### DOCUMENT PASSAGE

The facts about cardiac arrest and resuscitation (CPR)
The American Heart Association (AHA) is having its annual Scientific Session and some of the information below is taken from presentations made there.
First, some initial information.
A cardiac arrest is not the same as a heart attack
A cardiac arrest occurs when the heart stops pumping. It may stop pumping effectively because of an arrhythmia or chaotic heart rhythm (like ventricular fibrillation.)
Therefore, in some cardiac arrests, the heart is not at a standstill. But since it isn’t pumping, blood pressure falls to zero and the patient rapidly loses consciousness. Almost always without resuscitation the patient will die. The goal of the resuscitation is to get the heart to beat rhythmically again and raise the blood pressure so that blood can perfuse vital organs like the brain, heart, liver, kidneys and others.

### INFORMATION
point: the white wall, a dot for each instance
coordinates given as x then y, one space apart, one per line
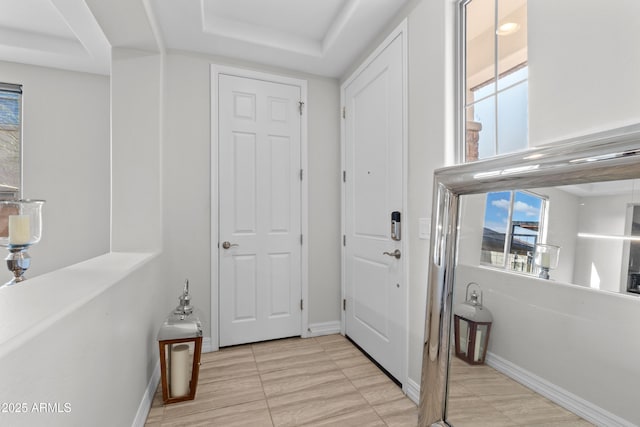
430 146
577 338
65 161
83 338
583 67
601 215
136 110
187 174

### QUESTIONS ON THE MATERIAL
1. Translate this sentence from the cardiac arrest passage into Spanish: "A cardiac arrest occurs when the heart stops pumping."
2. Reproduce the cardiac arrest passage word for word, beginning at the words "The facts about" and stopping after "(like ventricular fibrillation.)".
3. Write what comes next in the cardiac arrest passage, picking up after its final sentence.
The material after the cardiac arrest passage comes from a separate source.

### EXERCISE RESULTS
1. Un paro cardíaco ocurre cuando el corazón deja de bombear.

2.
The facts about cardiac arrest and resuscitation (CPR)
The American Heart Association (AHA) is having its annual Scientific Session and some of the information below is taken from presentations made there.
First, some initial information.
A cardiac arrest is not the same as a heart attack
A cardiac arrest occurs when the heart stops pumping. It may stop pumping effectively because of an arrhythmia or chaotic heart rhythm (like ventricular fibrillation.)

3.
A heart attack occurs when the circulation though one or more coronary arteries is blocked. The part of the heart served by that artery gets starved for oxygen and nutrients and may die. A heart attack may cause a cardiac arrest.
Some basic data on cardiac arrests:
Almost 400,000 cardiac arrests occur in the United States per year.
About 88% of cardiac arrests don’t occur in a hospital, they occur at home. The life you save may be that of a spouse, parent, child, other relative, close friend or neighbor.
Many cardiac arrest victims don’t look ill before the arrest. They may not have any history of heart disease or previous heart attack.
Only 32% of out-of-hospital cardiac arrest victims receive CPR from a bystander. Because of this and other facts, only about 8% of cardiac arrest patients survive when an arrest occurs at home or in public.
Blacks are almost twice as likely to experience cardiac arrests in a public place as whites.
A survey showed that 70% of Americans feel helpless during a public cardiac arrest. The reasons are that those people either don’t know how to do CPR, or don’t do it because there has been a lapse between their training in CPR and when they are called upon to use it.
More men experience cardiac arrests (53%) than women (47%.)
Women tend to have worse outcomes than men when resuscitated.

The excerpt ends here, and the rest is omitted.